# Bloc de texte
=-=-=

Mariage en France et résidence irrégulière sur le territoire

(1ère lecture)

(n° 190 rect (2023-2024) , 333 )

N° 10

19 février 2025


 

AMENDEMENT

présenté par

C Favorable
G Favorable
Adopté

M. LE RUDULIER

au nom de la commission des lois


ARTICLE ADDITIONNEL AVANT ARTICLE UNIQUE


Avant l’article unique

Insérer un article additionnel ainsi rédigé :

L’article 63 du code civil est ainsi modifié :

1° Au premier alinéa du 2° , après le mot : « fournies, », sont insérés les mots : « y compris en application de l’avant-dernier alinéa du présent article, » ;

2° Après l’avant-dernier alinéa, il est inséré un alinéa ainsi rédigé :

« Les futurs époux de nationalité étrangère fournissent à l’officier d’état civil, outre les pièces mentionnés au 1° du présent article, tout élément lui permettant d’apprécier leur situation au regard du séjour. »

Objet

Le conditionnement de la liberté de mariage à la régularité du séjour des futurs époux est, en l’état de la jurisprudence constitutionnelle, considéré comme une atteinte excessive à la liberté de mariage.

=-=-=

# Données brutes
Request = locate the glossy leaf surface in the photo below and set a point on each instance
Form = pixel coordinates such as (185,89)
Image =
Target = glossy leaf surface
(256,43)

=-=-=

# Tâches à réaliser
- a) D'après l'amendement, quel article du code civil est modifié ?
- b) Recopiez la liste en substituant « matte leaf surface » à « glossy leaf surface », sans rien modifier d'autre.

# Réponses par tâche
- a) L'article 63 du code civil.

- b)
Request = locate the matte leaf surface in the photo below and set a point on each instance
Form = pixel coordinates such as (185,89)
Image =
Target = matte leaf surface
(256,43)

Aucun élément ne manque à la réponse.